**SELECTION**
• • •

Plaintiffs contend that defendants violated their right to be free from "unreasonable searches, " as protected by the Fourth Amendment, in two distinct ways. First, plaintiffs contend that defendants did not have a reasonable belief that Seana Harris was present in the Harris residence as of the time they arrived on the premises, and thus their entry into the home was unlawful. Second, they contend that defendants exceeded the permissible scope of the arrest warrant by searching in spaces within the home (such as bureau drawers) that were too small to reasonably conceal her.

Defendants raise, among other defenses, the doctrine of qualified immunity. Qualified immunity protects public employees "from liability for civil damages insofar as their conduct does not violate clearly established statutory or constitutional rights of which a reasonable person would have known." Harlow v. Fitzgerald, 457 U.S. 800, 818 (1982). Qualified immunity is evaluated by reference to a two-part test. Pearson v. Callahan, 555 U.S. 223 (2009); Maldonado v. Fontanes, 568 F.3d 263, 268-69 (1st Cir.2009). The relevant inquiries are (1) whether the facts alleged or shown by the plaintiff make out a violation of a constitutional right, and (2) whether the right at issue was clearly established at the time of defendant's alleged misconduct. Pearson, 555 U.S. at 224; Maldonado, 568 F.3d at 269.

Because the qualified-immunity inquiry encompasses the constitutional inquiry, the Court will analyze each alleged constitutional violation within the qualified-immunity framework.

• • •

**TO DO**
a) In the court excerpt, what do plaintiffs give as an example of spaces within the home that were too small to conceal Seana Harris?
b) Pull out every line in the entries below that contains the word "balcony".

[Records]

• • •

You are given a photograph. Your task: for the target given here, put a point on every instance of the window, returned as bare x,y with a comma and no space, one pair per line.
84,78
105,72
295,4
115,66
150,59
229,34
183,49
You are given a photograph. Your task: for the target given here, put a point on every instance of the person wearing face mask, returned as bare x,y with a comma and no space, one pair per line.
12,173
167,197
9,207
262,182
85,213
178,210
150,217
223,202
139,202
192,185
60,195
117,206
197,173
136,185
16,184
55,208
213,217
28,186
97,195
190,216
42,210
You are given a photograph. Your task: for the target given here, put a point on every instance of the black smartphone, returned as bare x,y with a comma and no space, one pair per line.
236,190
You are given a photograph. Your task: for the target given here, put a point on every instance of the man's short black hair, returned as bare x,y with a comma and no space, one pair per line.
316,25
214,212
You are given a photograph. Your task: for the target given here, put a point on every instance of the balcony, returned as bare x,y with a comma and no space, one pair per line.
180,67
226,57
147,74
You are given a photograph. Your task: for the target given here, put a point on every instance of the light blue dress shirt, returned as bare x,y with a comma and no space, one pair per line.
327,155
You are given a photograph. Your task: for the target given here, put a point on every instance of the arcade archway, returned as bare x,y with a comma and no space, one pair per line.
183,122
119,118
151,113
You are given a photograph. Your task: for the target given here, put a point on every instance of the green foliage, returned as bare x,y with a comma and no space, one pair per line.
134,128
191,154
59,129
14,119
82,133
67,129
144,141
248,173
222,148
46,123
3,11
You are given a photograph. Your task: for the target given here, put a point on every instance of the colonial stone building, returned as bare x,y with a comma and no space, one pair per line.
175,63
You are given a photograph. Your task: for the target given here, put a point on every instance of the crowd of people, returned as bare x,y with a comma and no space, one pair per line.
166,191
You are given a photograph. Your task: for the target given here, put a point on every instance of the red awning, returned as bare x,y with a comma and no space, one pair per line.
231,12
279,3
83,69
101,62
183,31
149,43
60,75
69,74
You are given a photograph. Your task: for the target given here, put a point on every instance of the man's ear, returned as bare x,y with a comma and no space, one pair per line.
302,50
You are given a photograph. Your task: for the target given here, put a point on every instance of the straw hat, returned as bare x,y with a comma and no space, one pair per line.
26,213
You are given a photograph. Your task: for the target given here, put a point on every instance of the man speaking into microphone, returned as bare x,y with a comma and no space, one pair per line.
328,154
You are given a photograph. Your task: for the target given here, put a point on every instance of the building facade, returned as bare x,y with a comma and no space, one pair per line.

• • •

**TASK-BY-TASK OUTPUTS**
a) Bureau drawers.

b)
You are given a photograph. Your task: for the target given here, put a point on every instance of the balcony, returned as bare x,y with a comma and no space, one pair per line.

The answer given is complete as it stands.